Data supplied:
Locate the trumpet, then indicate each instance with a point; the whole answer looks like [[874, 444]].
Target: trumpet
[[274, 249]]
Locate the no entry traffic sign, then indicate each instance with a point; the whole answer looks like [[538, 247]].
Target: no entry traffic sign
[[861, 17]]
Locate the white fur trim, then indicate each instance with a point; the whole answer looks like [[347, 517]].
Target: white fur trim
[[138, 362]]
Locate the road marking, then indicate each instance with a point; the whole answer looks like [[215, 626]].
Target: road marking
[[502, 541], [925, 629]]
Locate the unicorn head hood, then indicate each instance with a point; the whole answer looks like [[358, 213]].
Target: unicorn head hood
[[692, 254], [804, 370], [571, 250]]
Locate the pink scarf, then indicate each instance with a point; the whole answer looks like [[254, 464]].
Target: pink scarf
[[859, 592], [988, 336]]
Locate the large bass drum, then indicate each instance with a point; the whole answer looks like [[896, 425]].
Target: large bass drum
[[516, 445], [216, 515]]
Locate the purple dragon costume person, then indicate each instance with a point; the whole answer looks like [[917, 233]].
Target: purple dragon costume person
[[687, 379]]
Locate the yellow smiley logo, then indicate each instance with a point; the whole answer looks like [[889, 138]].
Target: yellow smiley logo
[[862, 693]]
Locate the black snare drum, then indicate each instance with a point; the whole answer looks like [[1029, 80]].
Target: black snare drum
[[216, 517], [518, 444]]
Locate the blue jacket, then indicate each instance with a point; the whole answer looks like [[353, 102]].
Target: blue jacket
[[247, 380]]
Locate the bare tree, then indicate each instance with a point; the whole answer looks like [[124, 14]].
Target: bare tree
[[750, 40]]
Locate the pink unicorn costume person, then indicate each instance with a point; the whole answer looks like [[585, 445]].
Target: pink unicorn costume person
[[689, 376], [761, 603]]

Problem requirements: Exactly and without omission, set down every entry.

Result below:
Locate the trumpet, then indicate each instance with a point; the whole answer looks like [[874, 444]].
Target: trumpet
[[274, 249]]
Locate the no entry traffic sign, then indicate each instance with a point; the whole answer looks like [[538, 247]].
Target: no entry traffic sign
[[861, 17]]
Locate the white fur trim, then indicate each instance with a point; the whole answer looks like [[347, 517]].
Target: white fur trim
[[138, 362]]
Locate the road marking, then indicate each instance with a point; the whole answer looks like [[215, 626]].
Target: road marking
[[502, 541], [925, 629]]
Locate the unicorn head hood, then indicate each instance with a point; the whole answer looks like [[358, 213]].
Target: unicorn head hood
[[692, 254], [804, 370], [571, 250]]
Locate the pink scarf, then indicate each instance with a point; the whole answer looks like [[254, 464]].
Target: pink scarf
[[859, 592], [988, 336]]
Locate the large bass drum, then indicate each instance with a point; the whole answer looks like [[896, 425]].
Target: large bass drum
[[516, 445], [216, 515]]
Locate the purple dragon costume person, then indicate each instance with a point; the whole answer looks like [[917, 233]].
Target: purple dragon costume person
[[687, 379]]
Locate the yellow smiley logo, then indicate each instance with a point; the whole answer looks like [[889, 138]].
Target: yellow smiley logo
[[862, 693]]
Locate the black snare drum, then indicate each instance with a point; the whole answer looks like [[1029, 80]].
Target: black snare drum
[[216, 517], [518, 444]]
Locate the blue jacket, then indicate each instance with a point; the whole answer looks like [[353, 102]].
Target: blue jacket
[[247, 380]]
Locate the bare tree, then indicate each instance with a point; the whole answer looks like [[124, 14]].
Target: bare tree
[[750, 40]]
Locate the pink unicorn costume person, then indicate each instance with a point; the whole answer looks like [[585, 445]].
Target: pink unicorn costume person
[[689, 376], [761, 603]]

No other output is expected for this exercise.